Exercise input:
--*--

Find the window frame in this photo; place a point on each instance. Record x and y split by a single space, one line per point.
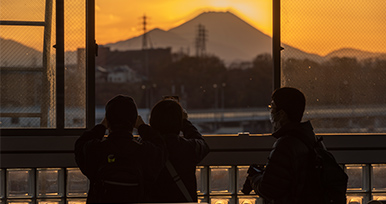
91 52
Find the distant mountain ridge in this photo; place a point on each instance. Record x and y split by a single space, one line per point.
355 53
15 54
228 37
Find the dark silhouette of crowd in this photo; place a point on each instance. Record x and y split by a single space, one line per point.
159 165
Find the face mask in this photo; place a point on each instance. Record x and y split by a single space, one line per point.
274 117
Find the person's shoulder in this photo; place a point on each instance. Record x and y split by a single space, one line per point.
289 140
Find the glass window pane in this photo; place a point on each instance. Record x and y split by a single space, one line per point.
50 201
379 177
27 65
76 201
355 199
19 201
77 183
334 52
219 62
49 182
379 196
221 200
20 183
75 64
201 176
2 184
32 10
249 200
242 173
221 179
355 177
202 199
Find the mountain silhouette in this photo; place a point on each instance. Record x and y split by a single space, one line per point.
227 35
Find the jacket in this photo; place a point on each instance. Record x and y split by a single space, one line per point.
185 152
284 178
92 151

--*--

Do this:
Copy every item above word for word, leaving the picture out of your copy.

Finished exercise:
Find the window frame in this photo; place a point on each instance. Record x and y split by a single space, one line per point.
91 52
Find the distant mountain ridge in this photo; place a point on each instance. Record x and y split by a single space, one line per point.
355 53
15 54
228 37
Find the dark silhouette of crowd in this photo; place a point on each instance. Record x and y split by a single space, one line per point.
159 165
Find the face mask in this photo; place a point on each instance. Record x and y split by a single space, one line per point.
274 117
Find the person's shoulder in this photo; place a point on each instance. Record x and y split by a single space, one line per point.
289 140
Find the glass window pane in this photo; place a point on each instance. Record x and y split by a single space, one line per point.
50 201
379 177
27 65
76 201
355 199
19 201
77 183
334 52
219 62
49 182
379 196
221 200
20 183
75 64
201 176
2 184
32 10
249 200
242 173
221 179
355 177
202 199
Find the mountain silhouette in this photo; place a point on each instance. Record x and y split by a single space, one line per point.
227 35
Find the jacket in this photo; place a point on each instance. Record x and y split by a single space, one line per point.
185 152
284 178
92 151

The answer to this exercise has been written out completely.